Parts of the exercise
[1] Return everything from "Now, before you" down to "approx. 2:05 min.)" in the Adam Carolla post below, copied word for word.
[2] Resume the Adam Carolla post below, writing on from its final sentence.

-- Text section follows --

Things that we hear pass quicker from our minds
than what we read.
--Ausonius

Adam Carolla Stands Up for Schools

I often get frustrated that teachers get blamed for the ills of modern society. From my point of view as a teacher, the media and news outlets frequently bash teachers and schools, saying we are to blame for children doing poorly, that it is our fault there are so many dropouts. Furthermore, when we teachers stand up for ourselves, we are accused of shirking responsibility or trying to blame others or our situation for our shortcomings. In this climate, therefore, it is so refreshing to hear a "regular guy" stand up, albeit indirectly, for the teachers.

I was listening to a recent podcast by Adam Carolla. On it, he was talking to his guests, the rock band OK Go, they of the viral video of choreographed treadmills. As so often happens on Adam's shows, the conversation wandered through many topics ranging from how the founding members met (naturally, for a show of this type) to high school jocks vs. geeks (not so naturally). I must say, I was impressed at how intelligent the band members came across. This is not to say that I automatically assume that popular musicians are all witless or narrow-minded, but rather that the points made by both Adam and OK Go were well thought out and sensical. At one point they were talking about a YouTube video of third or fourth grade children re-enacting the final scene of the movie Scarface (an event which was quite disturbing to me personally). This led to a discussion about the double standard of nudity versus violence in television and movies, i.e. unclothed body = bad, person shot and killed = eh, not so much. Then Adam made a comment that had me practically cheering. Basically he said, when it comes to "letting our kids down ... to me it's more about 'What about the families? Are they letting the kids down?'".

Now, before you write him off as "that jerk from 'The Man Show'", you should hear his argument. He is a stand-up comic, among other things, so he has lots of experience observing people and society. As much as some "learned" people hate to admit it, comics are basically social commentators that just happen to make us laugh out loud. Adam's comments about the role of family versus the role of the school make sense. (Listen to Adam's comments, approx. 2:05 min.)

-- Text section concluded --
-- Stored data follows --

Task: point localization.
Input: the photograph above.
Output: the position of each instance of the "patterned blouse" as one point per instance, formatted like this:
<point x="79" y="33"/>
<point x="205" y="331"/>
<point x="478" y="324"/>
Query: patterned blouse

-- Stored data concluded --

Written answers
[1]
Now, before you write him off as "that jerk from 'The Man Show'", you should hear his argument. He is a stand-up comic, among other things, so he has lots of experience observing people and society. As much as some "learned" people hate to admit it, comics are basically social commentators that just happen to make us laugh out loud. Adam's comments about the role of family versus the role of the school make sense. (Listen to Adam's comments, approx. 2:05 min.)

[2]
A number of years ago, I was listening to a talk radio program during which the hosts were ranting against teachers. I was getting frustrated and angry hearing them blame us, once again, for society's problems. Then, a caller came on the air. I believe he was a teacher, but I don't remember for sure. He was arguing with one of the hosts for a couple minutes, trying to "defend" his position by attacking poor parenting for those problems. Finally, he asked with obvious frustration in his voice, "Why don't you blame the parents?!? Why does everyone always blame the teachers?!?!" The host shot back without missing a beat, "Because you can't legislate parenting!" As ugly and unjust as that comment was, I realized that it was totally true. Ever since then, I have only ever discussed the teacher/parent blame game with other teachers; talking to the public, especially parents, would be a wasted effort. Maybe soon the tide will change. Until then, I can satisfy myself knowing that a few non-educators feel the same way I do.

By the way, if you are interested in hearing the whole podcast, you can get it from www.adamcarolla.com. Be warned: these are grown-ups talking to other grown-ups, sometimes about grown-up things. The language is raw and uncensored. This podcast is not appropriate for children. But, this particular podcast is insightful and diverse, touching on the evolution of music marketing, the creation of art, schools, and time-travel, among other things.